» **Aim of the task**
Filter the records below, copying every line that contains the string "rear". Match case exactly.

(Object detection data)

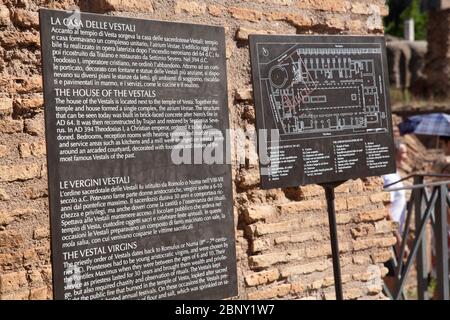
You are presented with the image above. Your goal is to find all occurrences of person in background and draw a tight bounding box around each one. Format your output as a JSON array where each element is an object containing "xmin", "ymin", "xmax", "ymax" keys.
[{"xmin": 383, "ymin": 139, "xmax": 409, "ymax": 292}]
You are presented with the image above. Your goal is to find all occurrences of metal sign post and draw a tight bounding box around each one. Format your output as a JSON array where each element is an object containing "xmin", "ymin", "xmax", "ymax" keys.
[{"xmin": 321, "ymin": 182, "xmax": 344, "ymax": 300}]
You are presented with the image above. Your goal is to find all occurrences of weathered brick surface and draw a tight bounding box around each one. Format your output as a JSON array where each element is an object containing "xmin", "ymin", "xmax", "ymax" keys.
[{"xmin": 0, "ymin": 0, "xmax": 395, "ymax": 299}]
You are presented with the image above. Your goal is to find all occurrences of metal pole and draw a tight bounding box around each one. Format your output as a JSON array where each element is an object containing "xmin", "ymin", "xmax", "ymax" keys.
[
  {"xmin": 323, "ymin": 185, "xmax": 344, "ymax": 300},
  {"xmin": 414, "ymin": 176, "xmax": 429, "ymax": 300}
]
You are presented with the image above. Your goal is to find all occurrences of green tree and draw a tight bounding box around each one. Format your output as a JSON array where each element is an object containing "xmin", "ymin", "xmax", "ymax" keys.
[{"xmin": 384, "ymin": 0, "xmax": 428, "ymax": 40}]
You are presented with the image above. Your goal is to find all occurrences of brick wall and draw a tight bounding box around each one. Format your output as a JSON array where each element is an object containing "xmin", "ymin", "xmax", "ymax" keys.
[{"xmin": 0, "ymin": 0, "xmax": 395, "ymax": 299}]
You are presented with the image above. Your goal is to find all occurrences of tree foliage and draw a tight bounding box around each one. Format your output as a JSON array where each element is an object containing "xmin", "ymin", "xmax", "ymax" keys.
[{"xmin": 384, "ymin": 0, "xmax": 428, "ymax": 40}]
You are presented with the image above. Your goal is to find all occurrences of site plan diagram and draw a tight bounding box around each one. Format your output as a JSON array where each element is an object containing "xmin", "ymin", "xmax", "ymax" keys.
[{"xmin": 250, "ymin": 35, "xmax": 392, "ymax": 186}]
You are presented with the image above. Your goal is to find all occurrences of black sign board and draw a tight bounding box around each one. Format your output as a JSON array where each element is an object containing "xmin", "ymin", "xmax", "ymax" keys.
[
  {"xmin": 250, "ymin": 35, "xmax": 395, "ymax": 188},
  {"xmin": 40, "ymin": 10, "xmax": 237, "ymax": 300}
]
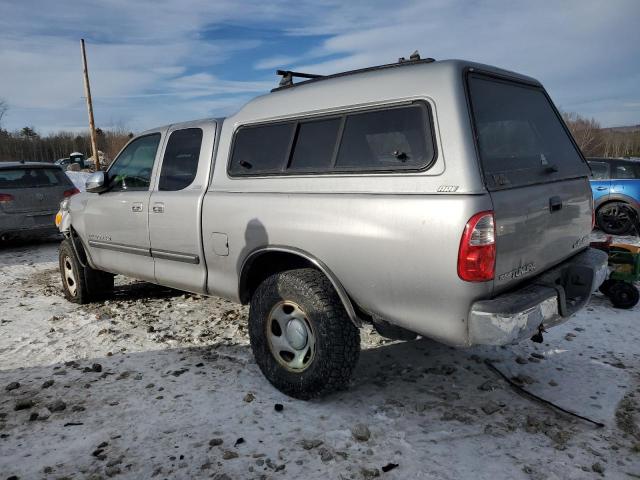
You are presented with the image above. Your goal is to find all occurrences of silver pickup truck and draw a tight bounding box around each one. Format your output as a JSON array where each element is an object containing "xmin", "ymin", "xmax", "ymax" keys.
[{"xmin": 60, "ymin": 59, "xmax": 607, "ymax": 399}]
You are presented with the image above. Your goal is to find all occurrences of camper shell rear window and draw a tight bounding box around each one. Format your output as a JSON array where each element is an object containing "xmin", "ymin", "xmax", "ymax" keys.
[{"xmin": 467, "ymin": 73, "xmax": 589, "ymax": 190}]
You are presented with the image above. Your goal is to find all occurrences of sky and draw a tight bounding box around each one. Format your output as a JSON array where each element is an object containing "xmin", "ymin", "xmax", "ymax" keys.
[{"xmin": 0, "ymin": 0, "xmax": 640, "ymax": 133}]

» **Task solution**
You are presented with the image above. Your goal is to find all occurrences of camper shell rear window and draw a tight bounding box around each one. Format your output as a JSON array where each element is an object containing "xmin", "ymin", "xmax", "ymax" keys.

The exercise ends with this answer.